◆ **Given request**: Reproduce every one of the records below, replacing each occurrence of "straight edges" with "straight segments" and leaving all other text unchanged.

Data records:
::::
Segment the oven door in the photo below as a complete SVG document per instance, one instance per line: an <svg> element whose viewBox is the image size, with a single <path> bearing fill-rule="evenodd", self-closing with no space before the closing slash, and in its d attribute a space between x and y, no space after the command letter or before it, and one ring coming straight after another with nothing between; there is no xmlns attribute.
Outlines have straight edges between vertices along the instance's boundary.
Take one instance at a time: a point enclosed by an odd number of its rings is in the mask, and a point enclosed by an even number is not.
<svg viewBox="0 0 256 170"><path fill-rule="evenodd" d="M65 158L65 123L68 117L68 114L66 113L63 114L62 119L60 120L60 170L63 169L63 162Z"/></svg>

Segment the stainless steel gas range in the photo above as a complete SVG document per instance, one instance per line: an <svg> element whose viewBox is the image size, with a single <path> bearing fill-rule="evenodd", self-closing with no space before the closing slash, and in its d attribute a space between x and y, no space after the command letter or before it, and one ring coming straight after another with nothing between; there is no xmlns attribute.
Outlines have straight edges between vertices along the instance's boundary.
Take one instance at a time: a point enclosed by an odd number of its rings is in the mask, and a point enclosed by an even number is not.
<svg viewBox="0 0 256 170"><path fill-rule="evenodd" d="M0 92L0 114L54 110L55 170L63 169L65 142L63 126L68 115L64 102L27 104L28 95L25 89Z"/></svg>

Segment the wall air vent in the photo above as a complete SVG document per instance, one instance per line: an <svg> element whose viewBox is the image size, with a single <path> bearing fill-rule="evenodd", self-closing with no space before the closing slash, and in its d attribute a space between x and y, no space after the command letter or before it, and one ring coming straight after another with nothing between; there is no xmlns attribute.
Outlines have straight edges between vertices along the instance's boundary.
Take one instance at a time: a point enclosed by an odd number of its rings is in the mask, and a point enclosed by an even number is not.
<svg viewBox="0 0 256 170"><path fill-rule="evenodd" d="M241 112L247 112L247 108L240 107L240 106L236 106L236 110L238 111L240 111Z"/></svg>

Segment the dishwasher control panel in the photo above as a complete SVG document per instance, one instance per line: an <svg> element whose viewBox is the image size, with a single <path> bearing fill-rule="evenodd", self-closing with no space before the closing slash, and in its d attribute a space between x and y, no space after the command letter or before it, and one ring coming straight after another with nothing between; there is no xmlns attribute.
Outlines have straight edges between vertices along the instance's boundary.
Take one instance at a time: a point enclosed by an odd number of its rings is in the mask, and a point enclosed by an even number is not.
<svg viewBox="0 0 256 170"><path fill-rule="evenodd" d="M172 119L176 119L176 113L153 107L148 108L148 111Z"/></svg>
::::
◆ **Exercise result**:
Segment the oven door in the photo below as a complete SVG document per instance, one instance per line: an <svg> element whose viewBox is the image size, with a single <path> bearing fill-rule="evenodd", self-closing with no space before the closing slash, and in its d attribute a space between x and y, no space after the command letter or before it, and one ring coming straight after another with nothing between; there is no xmlns attribute.
Outlines have straight segments between vertices along the instance's boundary.
Take one instance at a time: a point enclosed by an odd number of its rings is in the mask, and a point enclosed by an even number is not.
<svg viewBox="0 0 256 170"><path fill-rule="evenodd" d="M65 158L65 123L68 117L68 114L66 113L63 114L62 119L60 120L60 170L63 169L63 162Z"/></svg>

Segment the stainless steel gas range in the photo above as a complete SVG document per instance, one instance per line: an <svg> element whose viewBox is the image size, with a single <path> bearing fill-rule="evenodd", self-closing with no space before the closing slash, and in its d attribute a space between x and y, no space after the command letter or before it, and one ring coming straight after another with nothing between; there is no xmlns attribute.
Outlines have straight segments between vertices along the instance's boundary.
Take one instance at a time: a point enclosed by an odd number of its rings is in the mask, and a point enclosed by an even number is not.
<svg viewBox="0 0 256 170"><path fill-rule="evenodd" d="M0 92L0 114L54 110L55 170L63 169L65 142L63 126L68 115L64 102L27 104L28 95L25 89Z"/></svg>

Segment the wall air vent in the photo above as a complete SVG document per instance, one instance per line: an <svg> element whose viewBox is the image size, with a single <path> bearing fill-rule="evenodd", self-closing with no space before the closing slash, and in its d attribute a space between x and y, no space after the command letter or before it, and one ring coming straight after another with nothing between; there is no xmlns attribute.
Outlines have straight segments between vertices along the instance's boundary.
Take one instance at a time: a point enclosed by an odd number of its rings is in the mask, and a point enclosed by an even number is not.
<svg viewBox="0 0 256 170"><path fill-rule="evenodd" d="M241 112L247 112L247 108L240 107L240 106L236 106L236 110L238 111L240 111Z"/></svg>

Segment the dishwasher control panel in the photo above as a complete SVG document per instance, one instance per line: an <svg> element whose viewBox is the image size, with a single <path> bearing fill-rule="evenodd", self-closing with no space before the closing slash, and in its d attribute a space between x and y, no space after the command letter or before it, and one ring coming straight after another with nothing between; there is no xmlns attribute.
Outlines have straight segments between vertices along the instance's boundary.
Take one instance at a time: a point enclosed by an odd number of its rings is in the mask, and a point enclosed by an even number is not.
<svg viewBox="0 0 256 170"><path fill-rule="evenodd" d="M172 119L176 119L176 113L153 107L148 108L148 111Z"/></svg>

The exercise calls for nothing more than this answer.